(Saved data entries)
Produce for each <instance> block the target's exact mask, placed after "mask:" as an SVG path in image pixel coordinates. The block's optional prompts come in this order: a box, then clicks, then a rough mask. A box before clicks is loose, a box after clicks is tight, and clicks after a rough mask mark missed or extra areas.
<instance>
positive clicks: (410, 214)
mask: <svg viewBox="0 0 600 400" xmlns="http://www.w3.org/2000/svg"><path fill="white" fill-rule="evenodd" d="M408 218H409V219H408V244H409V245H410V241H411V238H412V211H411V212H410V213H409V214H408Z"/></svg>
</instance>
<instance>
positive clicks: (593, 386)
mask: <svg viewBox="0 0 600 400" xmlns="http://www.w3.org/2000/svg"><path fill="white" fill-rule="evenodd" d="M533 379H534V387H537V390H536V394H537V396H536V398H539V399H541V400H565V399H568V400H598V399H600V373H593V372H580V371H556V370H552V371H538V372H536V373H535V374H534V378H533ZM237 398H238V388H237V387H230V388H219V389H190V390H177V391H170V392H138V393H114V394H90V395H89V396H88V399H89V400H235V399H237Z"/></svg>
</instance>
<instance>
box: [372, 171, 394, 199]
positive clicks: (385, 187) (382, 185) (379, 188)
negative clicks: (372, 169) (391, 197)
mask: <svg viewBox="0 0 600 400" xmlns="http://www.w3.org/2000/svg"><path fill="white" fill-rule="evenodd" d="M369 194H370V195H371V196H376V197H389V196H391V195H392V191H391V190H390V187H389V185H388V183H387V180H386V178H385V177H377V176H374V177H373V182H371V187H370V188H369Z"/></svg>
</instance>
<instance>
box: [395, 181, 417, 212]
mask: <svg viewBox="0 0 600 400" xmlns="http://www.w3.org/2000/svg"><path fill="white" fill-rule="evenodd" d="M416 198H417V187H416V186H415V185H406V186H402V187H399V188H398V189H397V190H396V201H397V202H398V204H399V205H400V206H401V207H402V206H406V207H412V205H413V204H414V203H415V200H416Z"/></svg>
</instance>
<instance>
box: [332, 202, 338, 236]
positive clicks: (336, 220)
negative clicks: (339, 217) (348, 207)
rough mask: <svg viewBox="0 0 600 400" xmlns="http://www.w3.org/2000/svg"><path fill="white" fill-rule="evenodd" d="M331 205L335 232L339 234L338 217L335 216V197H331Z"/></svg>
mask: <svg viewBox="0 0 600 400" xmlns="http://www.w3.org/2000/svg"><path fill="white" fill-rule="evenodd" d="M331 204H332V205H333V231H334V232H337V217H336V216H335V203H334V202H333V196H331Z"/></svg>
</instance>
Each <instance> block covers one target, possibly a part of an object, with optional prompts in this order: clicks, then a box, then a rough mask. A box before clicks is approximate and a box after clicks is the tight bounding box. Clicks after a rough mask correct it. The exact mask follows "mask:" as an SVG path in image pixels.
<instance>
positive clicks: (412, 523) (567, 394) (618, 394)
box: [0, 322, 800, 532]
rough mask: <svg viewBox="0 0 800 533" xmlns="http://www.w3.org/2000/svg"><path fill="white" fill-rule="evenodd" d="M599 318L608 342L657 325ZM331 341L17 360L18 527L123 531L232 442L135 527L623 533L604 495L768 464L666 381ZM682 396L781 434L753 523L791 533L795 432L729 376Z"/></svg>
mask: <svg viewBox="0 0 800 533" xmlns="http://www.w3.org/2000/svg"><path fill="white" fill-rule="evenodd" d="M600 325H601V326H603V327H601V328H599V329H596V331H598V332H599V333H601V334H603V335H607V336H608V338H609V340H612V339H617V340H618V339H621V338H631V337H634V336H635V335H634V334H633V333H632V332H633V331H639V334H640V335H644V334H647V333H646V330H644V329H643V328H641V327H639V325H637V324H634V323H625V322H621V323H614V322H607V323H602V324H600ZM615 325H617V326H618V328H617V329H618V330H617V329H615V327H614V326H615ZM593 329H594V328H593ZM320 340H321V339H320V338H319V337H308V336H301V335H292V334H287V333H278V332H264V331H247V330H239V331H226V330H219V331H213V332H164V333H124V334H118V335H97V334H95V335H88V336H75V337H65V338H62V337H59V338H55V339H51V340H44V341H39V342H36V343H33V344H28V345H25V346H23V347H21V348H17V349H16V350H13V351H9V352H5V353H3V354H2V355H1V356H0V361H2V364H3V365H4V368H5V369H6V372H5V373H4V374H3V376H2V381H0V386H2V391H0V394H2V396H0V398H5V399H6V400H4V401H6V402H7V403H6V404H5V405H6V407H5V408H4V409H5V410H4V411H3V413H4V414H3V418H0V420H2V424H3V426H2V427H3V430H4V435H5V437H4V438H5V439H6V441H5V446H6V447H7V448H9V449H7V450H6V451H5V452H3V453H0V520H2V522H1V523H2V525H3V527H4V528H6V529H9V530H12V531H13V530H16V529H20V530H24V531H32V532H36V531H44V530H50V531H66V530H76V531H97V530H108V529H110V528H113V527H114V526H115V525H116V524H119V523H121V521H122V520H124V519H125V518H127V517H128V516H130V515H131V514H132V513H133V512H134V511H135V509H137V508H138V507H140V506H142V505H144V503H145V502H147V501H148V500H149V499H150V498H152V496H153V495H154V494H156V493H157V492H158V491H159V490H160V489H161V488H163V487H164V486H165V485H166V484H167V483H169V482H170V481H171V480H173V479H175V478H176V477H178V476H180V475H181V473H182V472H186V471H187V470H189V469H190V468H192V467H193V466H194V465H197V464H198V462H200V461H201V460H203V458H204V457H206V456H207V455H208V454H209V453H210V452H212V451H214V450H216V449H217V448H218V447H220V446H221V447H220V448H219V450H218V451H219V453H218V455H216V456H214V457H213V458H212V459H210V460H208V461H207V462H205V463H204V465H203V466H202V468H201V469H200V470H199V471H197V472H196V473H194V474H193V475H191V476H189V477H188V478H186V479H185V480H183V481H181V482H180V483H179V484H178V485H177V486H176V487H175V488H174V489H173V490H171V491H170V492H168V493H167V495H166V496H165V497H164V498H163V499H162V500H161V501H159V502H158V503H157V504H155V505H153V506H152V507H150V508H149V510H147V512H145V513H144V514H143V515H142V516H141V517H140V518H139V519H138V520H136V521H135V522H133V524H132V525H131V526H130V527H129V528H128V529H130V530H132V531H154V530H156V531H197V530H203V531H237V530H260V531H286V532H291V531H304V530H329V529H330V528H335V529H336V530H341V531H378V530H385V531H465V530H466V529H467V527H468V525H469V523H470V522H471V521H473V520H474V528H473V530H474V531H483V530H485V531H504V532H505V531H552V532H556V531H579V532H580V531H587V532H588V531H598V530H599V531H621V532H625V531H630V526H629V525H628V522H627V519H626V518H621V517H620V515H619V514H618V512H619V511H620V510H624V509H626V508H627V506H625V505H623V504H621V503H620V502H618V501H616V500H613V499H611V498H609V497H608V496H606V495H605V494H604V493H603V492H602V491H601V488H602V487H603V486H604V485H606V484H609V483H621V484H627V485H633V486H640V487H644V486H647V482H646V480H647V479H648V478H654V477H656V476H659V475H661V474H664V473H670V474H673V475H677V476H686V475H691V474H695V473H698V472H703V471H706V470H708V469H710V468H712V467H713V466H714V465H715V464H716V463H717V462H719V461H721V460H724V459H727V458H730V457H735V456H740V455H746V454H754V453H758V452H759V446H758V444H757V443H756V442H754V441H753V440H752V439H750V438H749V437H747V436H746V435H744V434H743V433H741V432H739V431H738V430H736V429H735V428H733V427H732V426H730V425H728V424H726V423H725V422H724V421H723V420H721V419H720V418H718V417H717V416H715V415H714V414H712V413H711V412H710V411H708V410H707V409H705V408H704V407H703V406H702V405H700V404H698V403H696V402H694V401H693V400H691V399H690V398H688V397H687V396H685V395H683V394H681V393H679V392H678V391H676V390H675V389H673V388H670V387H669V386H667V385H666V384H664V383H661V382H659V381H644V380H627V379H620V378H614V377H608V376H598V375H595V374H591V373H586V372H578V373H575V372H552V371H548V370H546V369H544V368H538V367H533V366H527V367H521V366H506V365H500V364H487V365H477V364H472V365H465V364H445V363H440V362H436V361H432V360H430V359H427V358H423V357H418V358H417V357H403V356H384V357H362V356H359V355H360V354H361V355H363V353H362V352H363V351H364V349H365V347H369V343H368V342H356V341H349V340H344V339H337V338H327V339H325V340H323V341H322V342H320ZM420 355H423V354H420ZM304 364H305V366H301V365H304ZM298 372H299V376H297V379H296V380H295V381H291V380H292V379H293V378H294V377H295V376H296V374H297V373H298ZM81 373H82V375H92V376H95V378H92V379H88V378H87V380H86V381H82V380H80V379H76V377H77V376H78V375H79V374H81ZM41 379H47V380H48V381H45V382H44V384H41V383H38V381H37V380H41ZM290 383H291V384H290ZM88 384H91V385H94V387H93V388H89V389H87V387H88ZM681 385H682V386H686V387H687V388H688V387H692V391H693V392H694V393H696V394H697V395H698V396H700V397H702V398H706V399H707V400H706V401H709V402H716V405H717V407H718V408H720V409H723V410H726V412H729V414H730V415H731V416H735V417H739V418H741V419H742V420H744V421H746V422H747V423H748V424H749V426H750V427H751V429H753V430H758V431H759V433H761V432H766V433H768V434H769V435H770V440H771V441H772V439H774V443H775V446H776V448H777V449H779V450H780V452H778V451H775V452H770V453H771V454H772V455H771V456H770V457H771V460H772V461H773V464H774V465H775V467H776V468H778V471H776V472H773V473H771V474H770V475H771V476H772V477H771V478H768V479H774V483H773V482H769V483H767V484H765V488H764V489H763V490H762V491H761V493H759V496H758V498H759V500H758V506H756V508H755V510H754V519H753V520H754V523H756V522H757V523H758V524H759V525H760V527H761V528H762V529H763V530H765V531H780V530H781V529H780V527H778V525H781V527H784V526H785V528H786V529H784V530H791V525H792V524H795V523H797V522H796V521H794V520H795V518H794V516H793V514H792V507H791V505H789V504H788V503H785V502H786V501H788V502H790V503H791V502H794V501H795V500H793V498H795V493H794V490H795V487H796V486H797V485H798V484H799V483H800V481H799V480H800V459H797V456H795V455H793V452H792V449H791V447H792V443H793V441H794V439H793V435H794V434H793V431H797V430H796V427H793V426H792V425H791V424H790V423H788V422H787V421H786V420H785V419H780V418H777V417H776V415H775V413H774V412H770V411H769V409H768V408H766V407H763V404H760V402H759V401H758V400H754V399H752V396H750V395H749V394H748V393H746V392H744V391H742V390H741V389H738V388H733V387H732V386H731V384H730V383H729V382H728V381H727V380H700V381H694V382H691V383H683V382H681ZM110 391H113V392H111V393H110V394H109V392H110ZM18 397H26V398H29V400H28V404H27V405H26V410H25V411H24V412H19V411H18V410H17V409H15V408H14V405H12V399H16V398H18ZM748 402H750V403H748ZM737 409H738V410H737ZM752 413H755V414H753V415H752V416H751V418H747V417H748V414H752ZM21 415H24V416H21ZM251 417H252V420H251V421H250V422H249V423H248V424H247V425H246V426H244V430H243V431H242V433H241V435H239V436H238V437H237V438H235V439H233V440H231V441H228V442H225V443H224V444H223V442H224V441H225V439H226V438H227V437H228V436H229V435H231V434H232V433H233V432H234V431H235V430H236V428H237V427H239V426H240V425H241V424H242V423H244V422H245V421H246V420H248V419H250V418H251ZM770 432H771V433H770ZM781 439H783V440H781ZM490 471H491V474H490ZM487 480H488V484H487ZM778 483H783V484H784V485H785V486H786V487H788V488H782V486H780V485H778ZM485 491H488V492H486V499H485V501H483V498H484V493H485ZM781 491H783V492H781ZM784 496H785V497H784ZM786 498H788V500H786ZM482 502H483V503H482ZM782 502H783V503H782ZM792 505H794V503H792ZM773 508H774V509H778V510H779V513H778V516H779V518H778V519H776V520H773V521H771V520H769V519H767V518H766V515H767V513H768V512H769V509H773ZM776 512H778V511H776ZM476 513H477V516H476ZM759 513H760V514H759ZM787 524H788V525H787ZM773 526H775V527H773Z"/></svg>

EXERCISE: Please print the records above exactly from their first line. End with the line containing "negative clicks: (339, 217) (348, 207)", and include it.

EXERCISE RESPONSE:
Produce for each <instance> block the target's exact mask, placed after "mask:" as an SVG path in image pixel coordinates. The block's optional prompts come in this order: a box, then clicks, then a rough mask. A box before clicks is loose, a box after clicks is tight, and clicks after a rough mask mark missed or extra areas.
<instance>
positive clicks: (410, 214)
mask: <svg viewBox="0 0 600 400" xmlns="http://www.w3.org/2000/svg"><path fill="white" fill-rule="evenodd" d="M408 218H409V219H408V244H409V245H410V241H411V238H412V211H411V212H410V213H409V214H408Z"/></svg>
</instance>
<instance>
positive clicks: (593, 386)
mask: <svg viewBox="0 0 600 400" xmlns="http://www.w3.org/2000/svg"><path fill="white" fill-rule="evenodd" d="M533 379H534V387H537V390H536V394H537V396H536V398H539V399H541V400H565V399H568V400H598V399H600V373H593V372H580V371H556V370H552V371H538V372H536V373H535V374H534V378H533ZM237 398H238V388H237V387H230V388H219V389H190V390H177V391H170V392H138V393H114V394H90V395H89V396H88V399H89V400H235V399H237Z"/></svg>
</instance>
<instance>
box: [372, 171, 394, 199]
positive clicks: (385, 187) (382, 185) (379, 188)
negative clicks: (372, 169) (391, 197)
mask: <svg viewBox="0 0 600 400" xmlns="http://www.w3.org/2000/svg"><path fill="white" fill-rule="evenodd" d="M369 194H370V195H371V196H376V197H389V196H391V195H392V191H391V190H390V187H389V185H388V183H387V180H386V178H385V177H377V176H374V177H373V182H371V187H370V188H369Z"/></svg>
</instance>
<instance>
box: [395, 181, 417, 212]
mask: <svg viewBox="0 0 600 400" xmlns="http://www.w3.org/2000/svg"><path fill="white" fill-rule="evenodd" d="M416 198H417V187H416V186H415V185H406V186H402V187H399V188H398V189H397V190H396V201H397V202H398V204H399V205H400V206H401V207H402V206H406V207H412V205H413V204H414V203H415V200H416Z"/></svg>
</instance>
<instance>
box: [332, 202, 338, 236]
positive clicks: (336, 220)
negative clicks: (339, 217) (348, 207)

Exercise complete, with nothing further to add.